▶ **Instructions for the task**
Quote the entries from their first line through the line that contains "left=349, top=111, right=437, bottom=178", copying every line without any change.

(Excerpts from a detection dataset)
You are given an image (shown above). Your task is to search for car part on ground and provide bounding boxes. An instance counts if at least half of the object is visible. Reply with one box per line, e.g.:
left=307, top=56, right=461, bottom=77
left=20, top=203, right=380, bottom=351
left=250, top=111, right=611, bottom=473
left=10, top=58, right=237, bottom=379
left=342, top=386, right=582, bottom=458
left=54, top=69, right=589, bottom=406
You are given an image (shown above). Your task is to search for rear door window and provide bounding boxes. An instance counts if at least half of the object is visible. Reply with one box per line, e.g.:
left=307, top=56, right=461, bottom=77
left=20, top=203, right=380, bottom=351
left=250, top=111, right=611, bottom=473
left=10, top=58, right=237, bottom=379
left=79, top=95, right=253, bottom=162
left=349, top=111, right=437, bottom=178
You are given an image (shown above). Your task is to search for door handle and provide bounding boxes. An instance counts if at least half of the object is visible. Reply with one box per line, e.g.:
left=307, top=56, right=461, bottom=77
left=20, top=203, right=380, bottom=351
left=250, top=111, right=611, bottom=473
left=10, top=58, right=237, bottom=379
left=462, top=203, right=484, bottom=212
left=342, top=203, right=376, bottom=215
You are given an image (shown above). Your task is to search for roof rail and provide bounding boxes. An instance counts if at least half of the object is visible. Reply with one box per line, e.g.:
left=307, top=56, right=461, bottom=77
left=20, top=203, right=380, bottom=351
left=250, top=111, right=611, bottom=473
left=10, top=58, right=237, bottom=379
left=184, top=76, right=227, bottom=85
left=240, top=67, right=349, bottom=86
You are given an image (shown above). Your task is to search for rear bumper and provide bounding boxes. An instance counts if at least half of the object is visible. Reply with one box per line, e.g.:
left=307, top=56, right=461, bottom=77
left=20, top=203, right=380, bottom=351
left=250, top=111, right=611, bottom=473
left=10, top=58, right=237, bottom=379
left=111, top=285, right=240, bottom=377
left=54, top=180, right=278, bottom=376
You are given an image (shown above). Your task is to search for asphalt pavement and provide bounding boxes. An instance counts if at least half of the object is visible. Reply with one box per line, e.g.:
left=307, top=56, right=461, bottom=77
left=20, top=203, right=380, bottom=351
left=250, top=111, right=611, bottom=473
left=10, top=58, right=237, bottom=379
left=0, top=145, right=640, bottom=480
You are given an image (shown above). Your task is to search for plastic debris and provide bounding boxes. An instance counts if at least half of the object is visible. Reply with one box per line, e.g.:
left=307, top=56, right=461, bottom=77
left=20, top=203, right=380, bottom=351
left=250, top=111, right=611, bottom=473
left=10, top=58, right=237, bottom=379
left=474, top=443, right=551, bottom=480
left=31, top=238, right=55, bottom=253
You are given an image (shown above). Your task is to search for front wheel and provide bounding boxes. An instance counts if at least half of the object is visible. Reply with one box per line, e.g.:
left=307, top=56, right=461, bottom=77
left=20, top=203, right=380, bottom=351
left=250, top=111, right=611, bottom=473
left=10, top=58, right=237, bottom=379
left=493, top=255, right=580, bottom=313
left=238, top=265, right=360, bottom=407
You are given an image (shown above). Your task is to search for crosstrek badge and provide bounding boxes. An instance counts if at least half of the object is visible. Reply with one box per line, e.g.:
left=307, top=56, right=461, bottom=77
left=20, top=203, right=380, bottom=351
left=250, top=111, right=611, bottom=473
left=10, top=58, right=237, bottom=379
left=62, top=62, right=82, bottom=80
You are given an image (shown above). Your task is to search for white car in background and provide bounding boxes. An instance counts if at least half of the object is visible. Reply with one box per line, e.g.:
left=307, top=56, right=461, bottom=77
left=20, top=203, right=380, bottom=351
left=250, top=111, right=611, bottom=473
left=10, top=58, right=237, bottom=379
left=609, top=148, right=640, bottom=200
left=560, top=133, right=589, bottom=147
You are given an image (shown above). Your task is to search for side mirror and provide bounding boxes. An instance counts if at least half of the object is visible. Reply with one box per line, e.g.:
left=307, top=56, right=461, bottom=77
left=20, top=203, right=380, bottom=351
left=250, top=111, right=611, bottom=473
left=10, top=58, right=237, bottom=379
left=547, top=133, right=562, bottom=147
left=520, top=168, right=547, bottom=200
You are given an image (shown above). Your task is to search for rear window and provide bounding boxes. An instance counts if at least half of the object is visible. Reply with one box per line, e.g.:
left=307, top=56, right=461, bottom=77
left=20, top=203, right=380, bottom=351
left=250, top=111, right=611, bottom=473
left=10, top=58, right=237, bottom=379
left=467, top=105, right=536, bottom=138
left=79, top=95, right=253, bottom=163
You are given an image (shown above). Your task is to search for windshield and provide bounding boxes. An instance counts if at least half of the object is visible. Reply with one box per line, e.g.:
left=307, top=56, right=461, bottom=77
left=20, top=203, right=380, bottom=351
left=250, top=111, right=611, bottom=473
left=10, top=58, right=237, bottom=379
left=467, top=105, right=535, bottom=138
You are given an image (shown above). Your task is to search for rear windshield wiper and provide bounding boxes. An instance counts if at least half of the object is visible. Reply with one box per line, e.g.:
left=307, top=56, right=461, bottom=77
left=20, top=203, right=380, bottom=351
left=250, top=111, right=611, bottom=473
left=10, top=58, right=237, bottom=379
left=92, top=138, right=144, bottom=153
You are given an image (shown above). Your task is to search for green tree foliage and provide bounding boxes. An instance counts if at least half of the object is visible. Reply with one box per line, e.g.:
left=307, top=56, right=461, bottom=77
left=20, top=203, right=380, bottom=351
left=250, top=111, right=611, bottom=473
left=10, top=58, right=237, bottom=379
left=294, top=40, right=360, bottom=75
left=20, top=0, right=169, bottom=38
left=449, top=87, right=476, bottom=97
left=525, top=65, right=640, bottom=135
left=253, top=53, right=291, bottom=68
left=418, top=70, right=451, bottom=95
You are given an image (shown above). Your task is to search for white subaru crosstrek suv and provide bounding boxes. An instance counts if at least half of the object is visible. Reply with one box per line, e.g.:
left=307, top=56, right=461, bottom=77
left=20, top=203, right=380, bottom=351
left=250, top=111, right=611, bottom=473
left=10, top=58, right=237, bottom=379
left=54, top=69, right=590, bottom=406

▶ **Answer to the task**
You are given an image (shown above). Your task is to search for car part on ground and provide bounding boxes. An instance counts if at least half of the object is visible. Reply with one box per line, e.g.:
left=307, top=56, right=461, bottom=77
left=20, top=203, right=380, bottom=351
left=250, top=111, right=611, bottom=473
left=10, top=58, right=237, bottom=379
left=342, top=386, right=582, bottom=458
left=54, top=69, right=589, bottom=406
You are given an image (shown above). Your task is to search for rear door window and provide bounding boxes. An instance counts if at least half of the object is visible. Reply with one box per line, e.g.:
left=307, top=56, right=461, bottom=77
left=20, top=203, right=380, bottom=351
left=250, top=111, right=611, bottom=473
left=10, top=58, right=237, bottom=379
left=79, top=95, right=253, bottom=162
left=349, top=111, right=437, bottom=178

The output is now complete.